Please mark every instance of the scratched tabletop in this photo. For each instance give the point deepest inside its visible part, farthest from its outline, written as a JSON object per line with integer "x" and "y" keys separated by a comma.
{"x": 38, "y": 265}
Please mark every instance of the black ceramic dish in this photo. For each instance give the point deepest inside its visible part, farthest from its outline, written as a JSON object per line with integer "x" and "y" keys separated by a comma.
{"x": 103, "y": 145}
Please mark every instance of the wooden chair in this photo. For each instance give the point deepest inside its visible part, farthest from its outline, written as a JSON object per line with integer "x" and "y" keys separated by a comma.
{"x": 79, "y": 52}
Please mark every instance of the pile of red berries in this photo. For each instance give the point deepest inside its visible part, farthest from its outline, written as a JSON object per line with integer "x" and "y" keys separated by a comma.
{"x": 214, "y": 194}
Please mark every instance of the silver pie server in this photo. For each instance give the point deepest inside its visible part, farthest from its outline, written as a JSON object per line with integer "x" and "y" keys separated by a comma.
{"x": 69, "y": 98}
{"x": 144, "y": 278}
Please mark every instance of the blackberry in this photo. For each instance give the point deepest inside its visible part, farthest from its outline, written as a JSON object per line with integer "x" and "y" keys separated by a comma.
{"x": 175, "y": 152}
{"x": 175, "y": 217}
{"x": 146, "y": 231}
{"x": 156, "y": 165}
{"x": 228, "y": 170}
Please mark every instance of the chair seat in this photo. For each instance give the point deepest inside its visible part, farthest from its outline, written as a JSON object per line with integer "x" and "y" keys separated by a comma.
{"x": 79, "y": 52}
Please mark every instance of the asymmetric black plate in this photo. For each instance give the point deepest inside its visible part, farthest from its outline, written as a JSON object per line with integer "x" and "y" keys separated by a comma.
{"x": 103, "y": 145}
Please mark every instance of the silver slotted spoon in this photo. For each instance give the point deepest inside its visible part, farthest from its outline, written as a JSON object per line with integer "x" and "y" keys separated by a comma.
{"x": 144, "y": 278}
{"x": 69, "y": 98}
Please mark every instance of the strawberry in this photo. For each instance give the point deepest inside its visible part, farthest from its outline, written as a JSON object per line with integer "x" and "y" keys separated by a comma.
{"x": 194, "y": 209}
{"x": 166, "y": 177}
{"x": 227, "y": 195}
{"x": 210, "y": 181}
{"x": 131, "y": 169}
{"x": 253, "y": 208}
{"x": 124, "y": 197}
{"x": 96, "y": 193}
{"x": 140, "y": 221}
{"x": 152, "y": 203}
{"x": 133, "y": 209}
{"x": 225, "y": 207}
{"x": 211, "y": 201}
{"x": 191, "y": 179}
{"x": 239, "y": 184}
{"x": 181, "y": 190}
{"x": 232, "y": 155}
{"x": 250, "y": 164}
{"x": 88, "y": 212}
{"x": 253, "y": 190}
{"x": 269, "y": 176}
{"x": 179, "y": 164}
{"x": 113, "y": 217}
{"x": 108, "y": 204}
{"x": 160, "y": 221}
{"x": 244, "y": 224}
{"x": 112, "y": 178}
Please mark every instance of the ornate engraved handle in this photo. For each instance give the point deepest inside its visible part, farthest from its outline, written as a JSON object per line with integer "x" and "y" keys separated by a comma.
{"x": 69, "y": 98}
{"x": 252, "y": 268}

== WHAT THE TASK REQUIRES ==
Exactly as they stand above, retype all of the records.

== REPLY TO THE TASK ==
Please mark every instance of the scratched tabletop in this photo. For each instance give the point deepest inside its visible part, farthest from its outline, written as a JSON object per line with integer "x" and "y" keys separated by a comma.
{"x": 38, "y": 265}
Please mark every instance of the black ceramic dish in this photo. For each instance give the point deepest inside its visible part, farthest from its outline, written as a JSON object per line with integer "x" and "y" keys separated by a comma.
{"x": 103, "y": 145}
Please mark every instance of the wooden chair in this photo. For each instance give the point deepest inside its visible part, farthest from its outline, written as a JSON object per line with integer "x" and "y" keys separated by a comma.
{"x": 79, "y": 52}
Please mark every instance of the pile of red berries in this photo. For each instance give the point deepest inside its visible part, farthest from its outline, written as a JSON object per line with integer "x" and "y" keys separated by a comma.
{"x": 214, "y": 194}
Please mark every instance of the silver pie server in this photo. For each instance give the point deepest inside its visible part, farthest from its outline, written as a JSON object per line with integer "x" and "y" keys separated by a comma.
{"x": 69, "y": 98}
{"x": 144, "y": 278}
Please mark every instance of the blackberry in this photo. For each instance give the point deepest inside its visible part, farthest from its outline, written as a JSON object per line with integer "x" and "y" keys separated by a comma.
{"x": 175, "y": 152}
{"x": 175, "y": 217}
{"x": 146, "y": 231}
{"x": 156, "y": 165}
{"x": 228, "y": 170}
Please mark every instance of the chair seat in this photo. For each instance give the point deepest inside its visible part, farthest from its outline, written as a JSON object per line with integer "x" and "y" keys separated by a comma.
{"x": 79, "y": 52}
Please mark every instance of the asymmetric black plate in this photo. For each instance give the point deepest inside its visible part, farthest from its outline, written as a JSON object per line with integer "x" and "y" keys separated by a comma.
{"x": 103, "y": 145}
Please mark every instance of the silver slotted spoon in this photo. For each instance give the point deepest inside its visible part, farthest from its outline, written as a JSON object per line with integer "x" and "y" keys separated by a comma.
{"x": 144, "y": 278}
{"x": 69, "y": 98}
Please mark every instance of the strawberry in this photo. For each instance give the point deepest inside its visible part, farthest from its outline, written as a JSON object per line with integer "x" and "y" keys separated by a comma.
{"x": 194, "y": 209}
{"x": 166, "y": 177}
{"x": 227, "y": 195}
{"x": 210, "y": 181}
{"x": 131, "y": 169}
{"x": 253, "y": 208}
{"x": 124, "y": 197}
{"x": 96, "y": 193}
{"x": 140, "y": 221}
{"x": 152, "y": 203}
{"x": 133, "y": 209}
{"x": 225, "y": 207}
{"x": 211, "y": 201}
{"x": 191, "y": 179}
{"x": 239, "y": 184}
{"x": 181, "y": 190}
{"x": 232, "y": 155}
{"x": 250, "y": 164}
{"x": 88, "y": 212}
{"x": 253, "y": 190}
{"x": 269, "y": 176}
{"x": 179, "y": 164}
{"x": 113, "y": 217}
{"x": 108, "y": 204}
{"x": 160, "y": 221}
{"x": 244, "y": 224}
{"x": 112, "y": 178}
Please mark every instance of the ornate engraved handle in this photo. For each instance give the point deepest inside its visible part, farthest from its outline, written as a JSON object per line with integer "x" and "y" keys separated by a comma.
{"x": 69, "y": 98}
{"x": 252, "y": 268}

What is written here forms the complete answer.